╭─ DATA FOR THIS EXERCISE

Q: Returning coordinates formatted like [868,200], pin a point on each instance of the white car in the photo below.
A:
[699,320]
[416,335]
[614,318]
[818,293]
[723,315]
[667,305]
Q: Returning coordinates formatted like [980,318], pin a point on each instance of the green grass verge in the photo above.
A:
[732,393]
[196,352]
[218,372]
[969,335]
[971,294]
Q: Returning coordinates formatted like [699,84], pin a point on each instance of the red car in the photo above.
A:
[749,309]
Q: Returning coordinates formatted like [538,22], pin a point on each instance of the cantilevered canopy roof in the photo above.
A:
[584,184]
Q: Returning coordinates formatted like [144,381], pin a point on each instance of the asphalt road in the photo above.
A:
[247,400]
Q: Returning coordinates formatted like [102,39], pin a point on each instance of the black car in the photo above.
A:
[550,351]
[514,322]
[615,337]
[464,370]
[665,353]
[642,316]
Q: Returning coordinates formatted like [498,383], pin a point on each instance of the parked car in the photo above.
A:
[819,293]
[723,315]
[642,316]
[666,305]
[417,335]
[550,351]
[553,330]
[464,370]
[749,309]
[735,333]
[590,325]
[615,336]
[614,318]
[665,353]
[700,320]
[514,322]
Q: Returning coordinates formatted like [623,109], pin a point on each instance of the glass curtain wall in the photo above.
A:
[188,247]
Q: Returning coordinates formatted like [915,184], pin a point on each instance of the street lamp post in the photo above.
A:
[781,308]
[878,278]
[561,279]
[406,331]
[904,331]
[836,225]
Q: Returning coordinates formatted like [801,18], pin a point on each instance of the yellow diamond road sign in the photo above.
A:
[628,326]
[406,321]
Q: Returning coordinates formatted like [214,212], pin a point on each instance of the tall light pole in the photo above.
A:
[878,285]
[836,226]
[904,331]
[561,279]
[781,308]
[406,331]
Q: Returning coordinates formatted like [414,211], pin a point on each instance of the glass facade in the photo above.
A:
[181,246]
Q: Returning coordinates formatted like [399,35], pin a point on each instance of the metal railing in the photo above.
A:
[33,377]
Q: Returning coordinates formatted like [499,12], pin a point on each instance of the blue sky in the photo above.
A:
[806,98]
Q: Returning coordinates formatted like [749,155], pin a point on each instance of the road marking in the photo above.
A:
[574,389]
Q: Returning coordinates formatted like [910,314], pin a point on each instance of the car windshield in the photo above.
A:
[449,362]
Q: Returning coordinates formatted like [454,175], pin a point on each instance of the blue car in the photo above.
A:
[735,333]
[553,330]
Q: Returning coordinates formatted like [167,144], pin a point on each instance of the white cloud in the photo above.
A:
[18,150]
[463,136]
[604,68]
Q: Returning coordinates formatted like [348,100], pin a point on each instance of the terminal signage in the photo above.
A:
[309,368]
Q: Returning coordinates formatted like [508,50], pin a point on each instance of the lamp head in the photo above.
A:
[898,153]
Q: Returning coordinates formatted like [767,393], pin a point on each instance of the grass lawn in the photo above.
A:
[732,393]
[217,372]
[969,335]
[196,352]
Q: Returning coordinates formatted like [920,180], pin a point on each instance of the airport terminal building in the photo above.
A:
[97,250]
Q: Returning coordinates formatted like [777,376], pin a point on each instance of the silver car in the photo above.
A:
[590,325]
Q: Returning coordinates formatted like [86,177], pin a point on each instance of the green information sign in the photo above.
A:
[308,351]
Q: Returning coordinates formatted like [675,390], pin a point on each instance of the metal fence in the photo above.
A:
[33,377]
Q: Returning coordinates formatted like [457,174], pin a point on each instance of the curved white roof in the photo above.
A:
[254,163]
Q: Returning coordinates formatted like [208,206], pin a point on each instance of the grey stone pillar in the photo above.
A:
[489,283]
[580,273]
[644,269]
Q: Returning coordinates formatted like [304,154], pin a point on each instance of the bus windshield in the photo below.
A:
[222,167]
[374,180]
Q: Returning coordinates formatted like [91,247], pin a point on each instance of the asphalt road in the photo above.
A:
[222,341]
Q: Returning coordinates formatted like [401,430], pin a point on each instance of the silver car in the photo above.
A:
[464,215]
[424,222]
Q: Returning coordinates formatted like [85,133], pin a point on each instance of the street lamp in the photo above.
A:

╰─

Reproduce all of the records above word for word, without changing anything.

SOLVED PROBLEM:
Q: Returning coordinates formatted like [868,200], pin a point on each instance of the white car in the photo below.
A:
[699,320]
[416,335]
[614,318]
[818,293]
[723,315]
[667,305]
Q: Returning coordinates formatted like [980,318], pin a point on each instance of the green grass verge in the photo above.
A:
[732,393]
[196,352]
[218,372]
[969,335]
[971,294]
Q: Returning coordinates formatted like [699,84], pin a point on each instance of the red car in the photo above.
A:
[749,309]
Q: Returning coordinates formatted like [538,22], pin a point on each instance of the cantilevered canopy roof in the photo above.
A:
[584,184]
Q: Returning coordinates formatted like [144,381], pin a point on each instance of the asphalt road in the photo above.
A:
[247,400]
Q: Returning coordinates formatted like [102,39], pin a point on each instance of the black car in the photo above.
A:
[550,351]
[514,322]
[615,337]
[464,370]
[665,353]
[642,316]
Q: Returning coordinates formatted like [498,383], pin a point on each instance of the parked car in the photo above.
A:
[819,293]
[723,315]
[642,316]
[666,305]
[417,335]
[550,351]
[553,330]
[464,370]
[749,309]
[735,333]
[590,325]
[615,336]
[614,318]
[665,353]
[700,320]
[514,322]
Q: Returning coordinates formatted like [623,109], pin a point on each instance of the glass curtain wall in the photo above.
A:
[188,247]
Q: Returning coordinates formatted like [915,184], pin a point on each instance of the street lamp post in the photo above.
A:
[781,308]
[878,278]
[561,279]
[406,331]
[904,331]
[836,225]
Q: Returning coordinates formatted like [801,18], pin a point on each instance of the yellow diamond road sign in the photo above.
A:
[628,326]
[406,321]
Q: Returning coordinates formatted like [214,212], pin a point on each instance of the tall light pole in the photo above.
A:
[878,285]
[836,226]
[904,331]
[561,279]
[781,308]
[406,331]
Q: Returning coordinates formatted like [414,211], pin a point on each instance of the glass facade in the photo above.
A:
[181,246]
Q: Returning coordinates formatted like [399,35], pin a point on each instance of the metal railing in the photo above.
A:
[33,377]
Q: Returning coordinates formatted like [499,12], pin a point on each instance of the blue sky in the photo above.
A:
[806,98]
Q: Returning coordinates formatted like [749,155], pin a point on each instance of the road marking in the photo above.
A:
[574,389]
Q: Returning coordinates formatted like [910,314], pin a point on each instance of the car windshield in the photo above.
A:
[449,362]
Q: Returning coordinates formatted like [454,175], pin a point on each instance of the blue car in the photo above.
A:
[735,333]
[553,330]
Q: Returning coordinates formatted like [167,144], pin a point on each instance of the white cloud in the photo above.
A:
[18,150]
[463,136]
[604,68]
Q: Returning coordinates formatted like [348,100], pin a point on each instance of the terminal signage in the photo above.
A:
[309,368]
Q: Returning coordinates formatted like [508,50], pin a point on each instance of the lamp head in the photo above.
A:
[898,153]
Q: Returning coordinates formatted like [767,393], pin a point on each instance of the grass lawn in the photo above.
A:
[732,393]
[217,372]
[969,335]
[196,352]
Q: Returning coordinates formatted like [920,180], pin a point on each instance of the airport terminal building in the photo above.
A:
[97,250]
Q: Returning coordinates formatted like [777,376], pin a point on each instance of the silver car in the photo above.
A:
[590,325]
Q: Returning coordinates formatted like [86,177], pin a point on each instance of the green information sign in the photo above.
A:
[308,351]
Q: Returning coordinates formatted like [675,390], pin a point on each instance of the metal fence in the photo above.
A:
[33,377]
Q: Returning coordinates formatted like [457,174], pin a point on each instance of the curved white roof in the photo above.
A:
[254,163]
Q: Returning coordinates formatted like [208,206], pin a point on each instance of the grey stone pillar in the photo above.
A:
[489,283]
[580,273]
[644,269]
Q: Returning coordinates formatted like [304,154], pin a point on each instance of the bus windshield in the photo below.
A:
[222,167]
[374,180]
Q: Returning coordinates formatted like [91,247], pin a point on each instance of the asphalt road in the photo above.
A:
[222,341]
Q: Returning coordinates formatted like [401,430], pin a point on each instance of the silver car in the photo above.
A:
[464,215]
[424,222]
Q: Returning coordinates formatted like [85,133], pin a point on each instance of the street lamp in the photo above.
A:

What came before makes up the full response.